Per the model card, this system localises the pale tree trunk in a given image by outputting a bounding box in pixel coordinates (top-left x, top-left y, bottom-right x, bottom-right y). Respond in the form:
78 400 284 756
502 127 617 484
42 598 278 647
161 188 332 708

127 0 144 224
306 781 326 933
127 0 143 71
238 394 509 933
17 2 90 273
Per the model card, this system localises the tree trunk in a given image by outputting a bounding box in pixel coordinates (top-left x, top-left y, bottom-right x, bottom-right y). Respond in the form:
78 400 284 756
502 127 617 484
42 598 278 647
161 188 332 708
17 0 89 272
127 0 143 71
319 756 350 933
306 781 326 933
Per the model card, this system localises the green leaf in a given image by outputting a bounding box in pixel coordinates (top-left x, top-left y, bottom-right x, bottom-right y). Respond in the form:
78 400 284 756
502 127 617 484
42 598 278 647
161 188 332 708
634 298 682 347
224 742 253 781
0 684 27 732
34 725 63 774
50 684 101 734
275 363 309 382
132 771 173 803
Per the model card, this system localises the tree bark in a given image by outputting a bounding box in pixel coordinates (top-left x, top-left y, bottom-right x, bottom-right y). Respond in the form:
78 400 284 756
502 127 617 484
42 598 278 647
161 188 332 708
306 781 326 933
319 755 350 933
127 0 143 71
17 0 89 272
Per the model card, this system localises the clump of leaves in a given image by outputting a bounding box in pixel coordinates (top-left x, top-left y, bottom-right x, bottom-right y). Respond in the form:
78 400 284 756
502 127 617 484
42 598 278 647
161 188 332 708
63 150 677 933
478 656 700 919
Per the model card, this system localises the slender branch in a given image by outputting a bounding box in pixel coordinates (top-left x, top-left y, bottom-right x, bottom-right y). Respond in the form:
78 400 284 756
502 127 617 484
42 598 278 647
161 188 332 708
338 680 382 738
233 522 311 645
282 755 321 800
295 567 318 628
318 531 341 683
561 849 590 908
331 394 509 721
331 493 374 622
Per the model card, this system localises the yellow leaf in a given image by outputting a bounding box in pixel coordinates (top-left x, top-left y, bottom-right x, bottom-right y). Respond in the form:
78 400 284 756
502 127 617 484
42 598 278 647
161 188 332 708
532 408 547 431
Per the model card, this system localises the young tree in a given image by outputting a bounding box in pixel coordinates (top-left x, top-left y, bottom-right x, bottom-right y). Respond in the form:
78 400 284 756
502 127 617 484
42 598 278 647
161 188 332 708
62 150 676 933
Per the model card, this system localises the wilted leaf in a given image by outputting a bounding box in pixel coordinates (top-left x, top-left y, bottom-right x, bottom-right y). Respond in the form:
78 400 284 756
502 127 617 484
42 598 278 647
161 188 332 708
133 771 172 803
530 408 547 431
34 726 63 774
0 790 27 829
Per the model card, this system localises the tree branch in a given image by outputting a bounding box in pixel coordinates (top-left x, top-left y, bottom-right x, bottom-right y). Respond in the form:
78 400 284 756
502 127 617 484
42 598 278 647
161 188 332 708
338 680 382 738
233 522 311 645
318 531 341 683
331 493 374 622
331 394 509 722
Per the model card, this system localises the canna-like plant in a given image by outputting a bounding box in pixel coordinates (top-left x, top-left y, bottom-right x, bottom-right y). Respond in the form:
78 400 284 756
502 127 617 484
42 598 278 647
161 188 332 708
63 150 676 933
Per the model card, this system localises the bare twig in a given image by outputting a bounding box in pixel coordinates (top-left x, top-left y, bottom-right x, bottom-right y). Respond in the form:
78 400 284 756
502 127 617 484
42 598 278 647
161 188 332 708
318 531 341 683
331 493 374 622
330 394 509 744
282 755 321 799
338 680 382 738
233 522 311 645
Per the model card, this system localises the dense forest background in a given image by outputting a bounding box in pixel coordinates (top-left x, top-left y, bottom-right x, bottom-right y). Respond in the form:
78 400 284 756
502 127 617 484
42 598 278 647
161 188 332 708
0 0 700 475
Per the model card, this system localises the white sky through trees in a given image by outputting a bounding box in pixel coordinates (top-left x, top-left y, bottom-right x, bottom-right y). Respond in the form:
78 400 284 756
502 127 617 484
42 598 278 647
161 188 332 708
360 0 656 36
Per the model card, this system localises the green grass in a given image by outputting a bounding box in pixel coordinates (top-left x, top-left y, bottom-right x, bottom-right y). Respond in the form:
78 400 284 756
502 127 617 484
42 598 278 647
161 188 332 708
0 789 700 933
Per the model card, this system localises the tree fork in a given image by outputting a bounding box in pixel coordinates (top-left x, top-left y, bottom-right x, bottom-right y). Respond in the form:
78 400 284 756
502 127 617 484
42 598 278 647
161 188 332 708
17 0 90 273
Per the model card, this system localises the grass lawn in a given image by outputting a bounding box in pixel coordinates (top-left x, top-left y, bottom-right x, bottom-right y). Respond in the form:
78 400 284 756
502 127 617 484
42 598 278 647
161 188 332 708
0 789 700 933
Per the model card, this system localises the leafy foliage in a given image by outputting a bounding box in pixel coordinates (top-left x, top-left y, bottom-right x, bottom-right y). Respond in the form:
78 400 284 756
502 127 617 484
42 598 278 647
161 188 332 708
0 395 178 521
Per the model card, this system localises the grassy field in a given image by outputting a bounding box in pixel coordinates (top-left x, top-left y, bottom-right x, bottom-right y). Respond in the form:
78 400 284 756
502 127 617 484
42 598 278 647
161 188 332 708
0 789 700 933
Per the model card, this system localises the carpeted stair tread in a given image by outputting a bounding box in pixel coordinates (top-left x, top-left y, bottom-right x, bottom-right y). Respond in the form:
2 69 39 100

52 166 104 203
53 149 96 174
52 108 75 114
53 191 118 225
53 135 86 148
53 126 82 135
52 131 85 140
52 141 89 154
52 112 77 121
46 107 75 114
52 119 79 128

■ **GOAL OF THE EXERCISE**:
Repeat the listing in full, keeping every line exactly as it is.

■ **FULL ANSWER**:
Per the model card, this system localises the pale tree trunk in a given image by outputting a bounding box in pixel coordinates (top-left x, top-left y, bottom-right x, bottom-right y). Respond in the form:
78 400 284 756
502 127 617 484
42 598 278 647
161 188 332 708

127 0 144 224
306 781 326 933
127 0 143 71
238 394 509 933
17 2 90 273
Per the model card, this system localises the tree trunk in a given image by outputting a bounding box in pixel coordinates (top-left x, top-left y, bottom-right x, bottom-right y). Respond in the form:
78 400 284 756
502 127 617 484
42 598 278 647
161 188 332 708
17 0 89 272
127 0 143 71
319 756 350 933
306 781 326 933
Per the model card, this system localises the green leaf in a given image by outputting a bounding box in pixel coordinates (top-left x, top-left y, bottom-right x, bottom-right y). Respond in the form:
78 400 284 756
502 127 617 484
42 598 278 647
161 188 332 708
634 298 682 347
224 742 253 781
0 684 27 732
34 725 63 774
50 684 101 734
275 363 309 382
132 771 173 803
Per the model card, this system localises the tree bark in a given image by outputting a bounding box in pixel coordinates (top-left x, top-left y, bottom-right x, bottom-right y). Respond in the form:
78 400 284 756
502 127 617 484
42 598 278 647
161 188 332 708
306 781 326 933
319 755 350 933
127 0 143 71
17 0 89 272
Per the model card, this system localises the clump of leaves in a given image by outputting a bounding box in pixel coordinates (top-left x, top-left y, bottom-right x, bottom-right y). Respond in the form:
78 400 284 756
502 127 617 484
42 598 278 647
161 188 332 708
63 150 677 933
478 656 700 919
Per the model card, this system localises the slender branch in a given image by outputting a bounding box in pixel coordinates (top-left x, top-left y, bottom-right x, bottom-right y). Respond in the form:
78 400 284 756
502 127 617 484
42 598 278 647
161 188 332 708
338 680 382 738
233 522 311 645
282 755 321 800
295 567 318 628
318 531 341 683
561 849 590 908
331 394 509 721
331 493 374 622
Per the model card, this system localises the yellow leaf in a given image by outputting a bounding box in pixel coordinates (top-left x, top-left y, bottom-right x, bottom-right y). Respond in the form:
78 400 284 756
502 127 617 484
42 598 278 647
161 188 332 708
532 408 547 431
Per the model card, this system localises the young tree in a given image by outputting a bounding box in pixel coordinates (top-left x, top-left y, bottom-right x, bottom-right y). Respond in the form:
78 400 284 756
502 127 617 484
42 598 278 647
161 188 332 708
62 150 676 933
Per the model card, this system localises the wilted leaf in a given image by outputting a bounding box in pixel coordinates (top-left x, top-left y, bottom-right x, bottom-right y). Respond in the form:
78 400 284 756
502 127 617 484
42 598 278 647
161 188 332 708
133 771 172 803
530 408 547 431
34 726 63 774
0 790 27 829
Per the model card, this system localises the tree branch in a given image by outputting a bounding box in pixel coordinates (top-left x, top-left y, bottom-right x, bottom-right y). Respond in the form:
78 400 284 756
502 127 617 484
42 598 278 647
161 188 332 708
338 680 382 738
233 522 311 645
318 531 341 683
331 493 374 622
331 394 509 722
Per the model card, this system localises the canna-like plant in a given image by outputting a bounding box in pixel coordinates (top-left x, top-left y, bottom-right x, bottom-right y). Respond in the form:
78 400 284 756
502 127 617 484
42 598 278 647
161 188 332 708
63 150 676 933
Per the model card, this system localises the bare twig in a given image by outputting a bounding box in pixel coordinates (top-left x, top-left y, bottom-right x, bottom-right y). Respond in the form:
78 400 284 756
502 127 617 484
42 598 278 647
161 188 332 708
318 531 341 683
331 493 374 622
330 394 509 744
282 755 321 799
338 680 382 738
233 522 311 645
Per the model card, this system localises the dense forest background in a given image by outputting a bounding box in pixel coordinates (top-left x, top-left y, bottom-right x, bottom-right y). Respond in the form:
78 400 284 756
502 127 617 484
42 598 278 647
161 188 332 708
0 0 700 475
Per the model card, this system localises the white sky through trees in a given image by outputting a bounding box in pixel coordinates (top-left x, top-left y, bottom-right x, bottom-right y). Respond in the form:
78 400 284 756
502 127 617 484
42 598 278 647
161 188 332 708
360 0 656 36
Per the model card, this system localises the green grass in a given image by outputting a bounding box in pixel coordinates (top-left x, top-left y, bottom-right x, bottom-right y). Respond in the form:
78 400 284 756
502 127 617 484
42 598 278 647
161 188 332 708
0 789 700 933
Per the model card, this system localises the tree fork in a given image by outputting a bounding box in pixel coordinates (top-left x, top-left y, bottom-right x, bottom-right y). Respond in the form:
78 400 284 756
502 127 617 484
42 598 278 647
161 188 332 708
17 0 90 273
Per the model card, this system localises the grass lawn in a given image by outputting a bounding box in pixel coordinates (top-left x, top-left y, bottom-right x, bottom-right y). Respond in the form:
78 400 284 756
502 127 617 484
42 598 278 647
161 188 332 708
0 789 700 933
Per the model card, this system localises the leafy foliage in a given image by outputting a bounding box in pixel coordinates (top-left x, top-left y, bottom-right x, bottom-right y). Respond in the form:
78 400 284 756
502 127 617 484
42 598 278 647
161 188 332 708
0 395 178 521
Per the model card, this system localises the grassy field in a given image by outputting a bounding box in pixel coordinates (top-left x, top-left y, bottom-right x, bottom-right y). Respond in the form:
78 400 284 756
502 127 617 484
42 598 278 647
161 188 332 708
0 789 700 933
Per the model card, this system localises the carpeted stair tread in a given image by outputting a bounding box in pixel coordinates (top-left x, top-left y, bottom-right x, bottom-right y). Respond in the form:
2 69 39 100

52 166 104 203
53 149 96 174
52 108 75 114
53 191 118 225
53 135 86 148
53 126 82 135
52 131 85 140
52 141 89 154
52 112 77 121
46 107 75 114
52 119 79 128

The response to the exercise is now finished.